Nel febbraio
dell’anno scorso, intervistando Girolamo Dalla Guarda in occasione
della sua mostra alla chiesa di S. Giacomo a Vicenza, mi ero resa conto
di fondamentali cambiamenti che erano avvenuti nel suo modo di lavorare,
da quando l’avevo conosciuto, nel 1970.
Avevo incontrato la pittura di Girolamo quando, agli esordi della sua carriera,
nei primi anni Settanta, appunto, lui dipingeva forme coloratissime, spesso
astratte, sempre, comunque, caratterizzate da un espressionismo violento
che metteva in luce senza mezze misure un carattere d’artista impetuoso,
un “fuori strada” come ebbe a definirlo Enrico Mascelloni. Fuori
strada, immagino, non solo perché del tutto al di fuori di ogni convenzione
dell’operare artistico ma anche e soprattutto, perché attrezzato
a compiere da solo cammini isolati e impervi e disposto ad avanzare tra
le intuizioni della sua arte senza badare per nulla al mondo della critica
e del mercato che inesorabilmente gira attorno all’arte e che spesso
si nutre di artisti come Leviatano affamato a senza cuore.
Nei lavori di quegli anni di Girolamo si intuiva un’esigenza insopprimibile
di dire di tradurre, in cromie dilatate e spesso esasperate, un’urgenza
vitale prorompente.

Righe del dataset:
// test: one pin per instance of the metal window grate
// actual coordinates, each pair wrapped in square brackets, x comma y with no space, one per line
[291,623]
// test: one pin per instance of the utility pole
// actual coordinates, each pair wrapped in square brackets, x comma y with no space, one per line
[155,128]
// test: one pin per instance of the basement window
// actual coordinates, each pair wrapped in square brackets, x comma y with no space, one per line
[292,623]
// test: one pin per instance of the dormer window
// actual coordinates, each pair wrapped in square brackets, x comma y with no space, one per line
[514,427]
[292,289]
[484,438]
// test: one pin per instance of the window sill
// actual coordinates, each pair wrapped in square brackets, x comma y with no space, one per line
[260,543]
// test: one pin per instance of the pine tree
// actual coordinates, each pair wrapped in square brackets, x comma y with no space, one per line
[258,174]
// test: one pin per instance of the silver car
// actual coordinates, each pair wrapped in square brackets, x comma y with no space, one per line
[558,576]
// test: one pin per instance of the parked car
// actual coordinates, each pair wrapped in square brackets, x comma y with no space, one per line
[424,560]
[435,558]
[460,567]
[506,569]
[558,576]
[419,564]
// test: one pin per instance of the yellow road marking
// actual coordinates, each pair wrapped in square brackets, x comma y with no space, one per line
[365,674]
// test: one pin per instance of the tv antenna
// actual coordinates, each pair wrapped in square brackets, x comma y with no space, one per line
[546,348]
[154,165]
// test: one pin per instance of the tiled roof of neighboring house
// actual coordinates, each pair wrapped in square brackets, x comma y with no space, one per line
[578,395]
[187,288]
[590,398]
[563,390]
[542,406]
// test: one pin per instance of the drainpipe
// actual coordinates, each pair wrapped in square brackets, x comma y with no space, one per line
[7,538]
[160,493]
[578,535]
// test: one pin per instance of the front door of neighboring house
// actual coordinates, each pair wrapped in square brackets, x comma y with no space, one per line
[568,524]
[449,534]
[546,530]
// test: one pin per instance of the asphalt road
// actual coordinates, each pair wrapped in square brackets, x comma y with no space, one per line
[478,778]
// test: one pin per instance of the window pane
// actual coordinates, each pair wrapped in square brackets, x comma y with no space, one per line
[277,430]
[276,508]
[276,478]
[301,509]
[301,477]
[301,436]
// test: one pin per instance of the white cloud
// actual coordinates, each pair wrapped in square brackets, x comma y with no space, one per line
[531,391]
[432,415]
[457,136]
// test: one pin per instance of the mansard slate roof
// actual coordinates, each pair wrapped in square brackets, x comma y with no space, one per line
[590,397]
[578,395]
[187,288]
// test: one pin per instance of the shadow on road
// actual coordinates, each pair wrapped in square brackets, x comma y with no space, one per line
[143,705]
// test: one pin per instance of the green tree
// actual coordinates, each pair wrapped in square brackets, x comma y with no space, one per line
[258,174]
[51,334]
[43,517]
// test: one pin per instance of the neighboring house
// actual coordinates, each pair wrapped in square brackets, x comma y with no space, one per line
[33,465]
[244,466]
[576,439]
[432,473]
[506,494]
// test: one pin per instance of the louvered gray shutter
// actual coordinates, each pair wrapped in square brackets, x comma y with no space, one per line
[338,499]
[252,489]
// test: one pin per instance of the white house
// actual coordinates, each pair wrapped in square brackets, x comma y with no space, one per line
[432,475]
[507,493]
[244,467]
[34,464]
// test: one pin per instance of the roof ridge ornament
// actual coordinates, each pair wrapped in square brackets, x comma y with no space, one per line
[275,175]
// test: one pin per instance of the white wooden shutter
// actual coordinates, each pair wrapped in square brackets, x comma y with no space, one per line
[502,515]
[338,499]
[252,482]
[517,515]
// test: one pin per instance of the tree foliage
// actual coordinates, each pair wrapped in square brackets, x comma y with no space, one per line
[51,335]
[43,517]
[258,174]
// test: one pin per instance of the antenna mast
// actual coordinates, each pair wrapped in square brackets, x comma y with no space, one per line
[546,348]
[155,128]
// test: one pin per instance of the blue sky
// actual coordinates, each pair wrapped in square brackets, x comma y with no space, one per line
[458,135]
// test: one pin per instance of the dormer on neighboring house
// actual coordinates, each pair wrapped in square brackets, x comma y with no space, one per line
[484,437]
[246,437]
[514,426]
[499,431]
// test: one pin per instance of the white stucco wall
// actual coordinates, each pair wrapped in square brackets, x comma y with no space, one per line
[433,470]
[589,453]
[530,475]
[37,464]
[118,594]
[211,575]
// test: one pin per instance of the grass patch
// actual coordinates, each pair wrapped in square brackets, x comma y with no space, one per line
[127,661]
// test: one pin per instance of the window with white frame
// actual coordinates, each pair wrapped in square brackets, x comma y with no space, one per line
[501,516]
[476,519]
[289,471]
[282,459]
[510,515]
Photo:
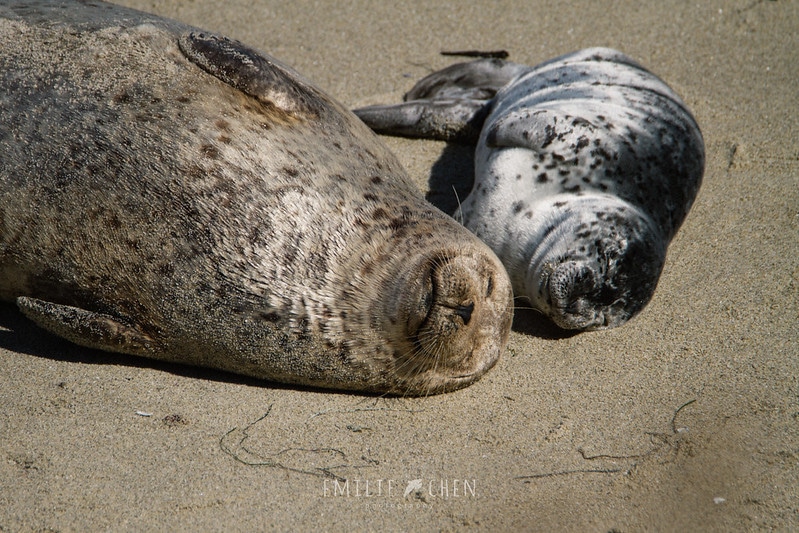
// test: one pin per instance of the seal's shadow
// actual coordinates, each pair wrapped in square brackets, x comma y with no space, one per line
[451,180]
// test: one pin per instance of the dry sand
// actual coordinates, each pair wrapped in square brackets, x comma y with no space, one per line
[686,418]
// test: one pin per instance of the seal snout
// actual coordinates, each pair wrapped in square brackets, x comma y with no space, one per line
[458,322]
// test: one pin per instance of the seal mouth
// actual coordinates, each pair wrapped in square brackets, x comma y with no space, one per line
[457,321]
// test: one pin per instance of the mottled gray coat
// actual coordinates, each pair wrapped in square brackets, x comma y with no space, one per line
[173,194]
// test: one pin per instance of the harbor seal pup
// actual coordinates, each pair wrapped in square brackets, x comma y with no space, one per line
[173,194]
[585,168]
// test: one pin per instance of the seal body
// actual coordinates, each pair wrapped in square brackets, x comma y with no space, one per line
[585,167]
[174,194]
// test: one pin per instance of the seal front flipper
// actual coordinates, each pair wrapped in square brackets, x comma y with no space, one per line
[448,105]
[87,328]
[242,67]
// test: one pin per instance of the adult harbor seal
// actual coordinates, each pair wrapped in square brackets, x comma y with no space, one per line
[173,194]
[585,168]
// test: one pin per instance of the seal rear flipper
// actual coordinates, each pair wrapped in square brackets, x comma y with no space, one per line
[87,328]
[457,120]
[254,74]
[474,80]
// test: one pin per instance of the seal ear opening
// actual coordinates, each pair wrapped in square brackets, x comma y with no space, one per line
[254,74]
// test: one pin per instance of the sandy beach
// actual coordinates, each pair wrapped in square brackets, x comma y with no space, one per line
[684,419]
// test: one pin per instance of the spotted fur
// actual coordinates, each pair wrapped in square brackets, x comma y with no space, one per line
[585,168]
[174,194]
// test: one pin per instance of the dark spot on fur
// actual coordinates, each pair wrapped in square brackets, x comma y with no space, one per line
[550,135]
[210,151]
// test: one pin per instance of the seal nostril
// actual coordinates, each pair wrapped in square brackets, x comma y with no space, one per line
[465,312]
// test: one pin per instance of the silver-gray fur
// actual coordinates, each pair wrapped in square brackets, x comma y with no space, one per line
[585,168]
[170,193]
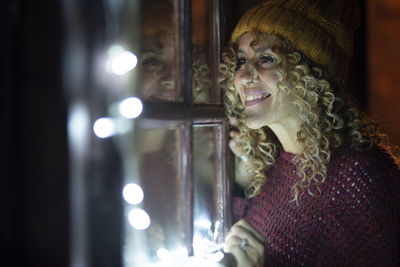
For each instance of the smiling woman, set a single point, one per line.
(320, 183)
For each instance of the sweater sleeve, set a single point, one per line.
(365, 218)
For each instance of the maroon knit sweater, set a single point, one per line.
(355, 221)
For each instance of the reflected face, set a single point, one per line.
(256, 81)
(158, 69)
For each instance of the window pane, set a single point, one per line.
(205, 51)
(159, 57)
(208, 214)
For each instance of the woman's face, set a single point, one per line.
(257, 82)
(158, 69)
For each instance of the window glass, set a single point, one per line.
(159, 56)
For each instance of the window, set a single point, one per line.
(163, 55)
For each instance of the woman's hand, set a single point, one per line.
(246, 244)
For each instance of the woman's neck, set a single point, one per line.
(286, 132)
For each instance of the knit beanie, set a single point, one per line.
(322, 29)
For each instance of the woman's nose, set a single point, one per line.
(249, 74)
(167, 77)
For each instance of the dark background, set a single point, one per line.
(34, 151)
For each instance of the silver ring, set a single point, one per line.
(244, 244)
(244, 158)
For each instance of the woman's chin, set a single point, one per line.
(254, 124)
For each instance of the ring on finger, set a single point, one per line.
(244, 244)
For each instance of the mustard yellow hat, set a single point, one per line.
(322, 29)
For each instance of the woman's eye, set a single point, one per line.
(240, 62)
(150, 64)
(267, 59)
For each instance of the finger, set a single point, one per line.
(232, 246)
(235, 241)
(234, 121)
(233, 133)
(242, 259)
(245, 224)
(238, 233)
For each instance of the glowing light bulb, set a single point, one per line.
(131, 107)
(163, 254)
(133, 194)
(139, 219)
(121, 61)
(104, 127)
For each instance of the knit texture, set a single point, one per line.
(322, 29)
(355, 221)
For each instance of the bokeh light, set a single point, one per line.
(104, 127)
(139, 219)
(133, 194)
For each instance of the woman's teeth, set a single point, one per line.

◆ Consegna 1
Nel testo su Girolamo Dalla Guarda, chi lo ha definito un "fuori strada"?
◆ Consegna 2
Riporta dal testo su Girolamo Dalla Guarda il passo da "Avevo incontrato la" fino a "a senza cuore." incluso.
◆ Consegna 3
Prosegui il testo su Girolamo Dalla Guarda a partire dalla sua ultima frase.

◆ Risposta corretta 1
Enrico Mascelloni.

◆ Risposta corretta 2
Avevo incontrato la pittura di Girolamo quando, agli esordi della sua carriera,
nei primi anni Settanta, appunto, lui dipingeva forme coloratissime, spesso
astratte, sempre, comunque, caratterizzate da un espressionismo violento
che metteva in luce senza mezze misure un carattere d’artista impetuoso,
un “fuori strada” come ebbe a definirlo Enrico Mascelloni. Fuori
strada, immagino, non solo perché del tutto al di fuori di ogni convenzione
dell’operare artistico ma anche e soprattutto, perché attrezzato
a compiere da solo cammini isolati e impervi e disposto ad avanzare tra
le intuizioni della sua arte senza badare per nulla al mondo della critica
e del mercato che inesorabilmente gira attorno all’arte e che spesso
si nutre di artisti come Leviatano affamato a senza cuore.

◆ Risposta corretta 3
Era un momento di grande entusiasmo per la pittura, un momento in cui la
sua ricerca lo porta assai spesso alla disgregazione completa della forma
sacrificata sull’altare di un panteismo coloristico di grande espansione.
Parallelamente, però, Girolamo andava elaborando anche quadri dove
le figure umane e animali si riappropriavano delle loro sembianze, magari
ingigantite e deformate, collocate in uno spazio indefinito e senza misure,
in un mondo spesso blu, dove l’atemporalità del sogno poteva
far sembrare le immagini fantastici personaggi onirici schizzati fuori chissà
da dove per prodursi in conversazioni, concerti o amplessi del tutto surreali.
Alla figurazione, infatti, Girolamo non ha mai rinunciato e forse non rinuncerà
mai così che anche in situazioni senza situazione, i personaggi che
popolano i suoi dipinti, per quanto folli, disgregati e fuori dal mondo
concreto, non perdono mai del tutto un loro carattere di prepotente terragnità,
di forza realistica e sanguigna, per quanto deformi e difformi.
Pare, difatti, che essi approfittino dell’occasione offerta dalle
mani del pittore per uscire nel mondo reale, come dei geni dalla lampada
di Aladino, e, anzi, si capisce bene che, dopo aver liberamente scorazzato
per i boschi, aver giocato con gatti e galline, aver contemplato se stessi
e gli altri attraverso giochi di specchi o al di là della luna, per
loro di ritornare dentro la lampada non se ne parla proprio.
Un’altra rassegna delle sue opere presentata al Museo Casabianca di
Malo, tra il dicembre del 1995 e il gennaio del 1996, curata da Enrico Mascelloni,
e che comprendeva lavori dal 1970 al 1995, evidenziava in modo ancor più
significativo il percorso dell’artista: il frequente sopravvento preso
dalla linea, l’ispessimento insistente del colore, i bruni e i neri
sempre più assidui e determinati essere protagonisti nella costruzione
delle figure.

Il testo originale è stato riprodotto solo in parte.